• DATA TO PROCESS
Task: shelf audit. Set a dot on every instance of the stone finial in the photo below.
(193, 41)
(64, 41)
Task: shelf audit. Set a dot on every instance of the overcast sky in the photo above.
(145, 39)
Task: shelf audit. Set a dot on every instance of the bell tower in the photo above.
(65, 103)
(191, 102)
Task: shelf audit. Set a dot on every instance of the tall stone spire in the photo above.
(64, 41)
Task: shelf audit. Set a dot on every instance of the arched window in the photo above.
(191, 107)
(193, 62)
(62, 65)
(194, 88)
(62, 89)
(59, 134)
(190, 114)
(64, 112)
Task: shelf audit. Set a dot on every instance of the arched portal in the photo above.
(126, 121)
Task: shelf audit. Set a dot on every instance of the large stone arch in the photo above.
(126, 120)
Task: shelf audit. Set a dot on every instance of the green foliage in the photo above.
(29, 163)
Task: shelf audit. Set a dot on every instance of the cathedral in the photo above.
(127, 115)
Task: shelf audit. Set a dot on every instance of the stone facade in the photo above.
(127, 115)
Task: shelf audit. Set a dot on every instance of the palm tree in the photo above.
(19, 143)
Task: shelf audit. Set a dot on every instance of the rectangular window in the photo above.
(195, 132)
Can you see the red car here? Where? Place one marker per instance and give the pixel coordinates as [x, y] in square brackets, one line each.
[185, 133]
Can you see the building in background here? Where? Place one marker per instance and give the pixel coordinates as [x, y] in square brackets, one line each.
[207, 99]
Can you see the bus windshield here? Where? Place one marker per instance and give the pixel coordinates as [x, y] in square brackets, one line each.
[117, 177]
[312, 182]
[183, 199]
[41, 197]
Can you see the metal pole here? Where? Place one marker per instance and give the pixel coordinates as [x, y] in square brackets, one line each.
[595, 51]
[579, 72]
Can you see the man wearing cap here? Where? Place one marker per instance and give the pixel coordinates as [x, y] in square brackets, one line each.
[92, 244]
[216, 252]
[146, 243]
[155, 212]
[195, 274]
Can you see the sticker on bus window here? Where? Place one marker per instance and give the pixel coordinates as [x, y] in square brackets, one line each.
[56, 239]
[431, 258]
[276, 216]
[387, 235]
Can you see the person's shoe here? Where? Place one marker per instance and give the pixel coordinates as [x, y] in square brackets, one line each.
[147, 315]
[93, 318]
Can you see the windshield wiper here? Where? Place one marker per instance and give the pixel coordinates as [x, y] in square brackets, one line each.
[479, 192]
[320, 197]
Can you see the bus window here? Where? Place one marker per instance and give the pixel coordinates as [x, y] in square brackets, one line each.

• TASK DETAILS
The required output is the whole listing, printed again exactly.

• YOUR SOLUTION
Task: shelf audit. Set a dot on every instance of the stone finial in the photo below.
(193, 41)
(64, 41)
Task: shelf audit. Set a dot on every instance of the overcast sky in the photo above.
(145, 39)
Task: shelf audit. Set a dot on every instance of the bell tower in the photo above.
(65, 103)
(191, 102)
Task: shelf audit. Set a dot on every instance of the tall stone spire in the photo above.
(64, 41)
Task: shelf audit. Set a dot on every instance of the arched window in the photo above.
(191, 107)
(193, 62)
(62, 65)
(194, 88)
(62, 89)
(59, 134)
(190, 114)
(64, 112)
Task: shelf audit. Set a dot on every instance of the arched portal in the photo above.
(126, 121)
Task: shelf audit. Set a dot on every instance of the large stone arch in the photo above.
(126, 120)
Task: shelf audit. Set a dot on every instance of the green foliage in the photo above.
(29, 163)
Task: shelf audit. Set a dot on every instance of the cathedral in the photo above.
(127, 115)
Task: shelf audit. Set a dot on every instance of the stone facade in the photo above.
(127, 115)
Task: shelf audit. Set a dot on every instance of the palm tree in the photo above.
(19, 143)
Task: shelf audit. Set a dot on every instance of the rectangular window in the photo above.
(195, 132)
Can you see the red car here? Where? Place one marker per instance and give the pixel coordinates as [x, y] in square brackets, one line each.
[185, 133]
Can you see the building in background here? Where? Place one marker per instance and give the pixel coordinates as [x, y] in square brackets, one line each.
[207, 99]
Can you see the bus windshield here? Where? Place one marker per instance and give the pixel coordinates as [x, y] in square brackets, one line each.
[117, 177]
[312, 182]
[183, 199]
[41, 197]
Can you see the metal pole here? Where? Place one marker per instance and give the pixel coordinates as [x, y] in square brackets, one line each.
[595, 51]
[579, 72]
Can you see the man wearing cap here? Where? Place one marker per instance and give the pixel coordinates as [x, y] in square brackets, one line each.
[92, 244]
[216, 252]
[146, 243]
[155, 212]
[195, 274]
Can you see the sticker on bus window here? Where? Place one marker per instance and give the pixel coordinates as [x, y] in square brackets, one line each.
[56, 239]
[431, 258]
[276, 216]
[387, 235]
Can you see the person's shoe here? Where? Place one marker per instance and give the pixel coordinates as [x, y] in square brackets, one line each.
[147, 315]
[93, 318]
Can you see the windshield wiper here? Where? Place one marker per instance and give the pixel coordinates as [x, y] in square brackets, one line each.
[479, 192]
[320, 197]
Can you see the bus window here? Where? Place one marker per instance and give the pixel coordinates as [x, y] in square brackets, one line each.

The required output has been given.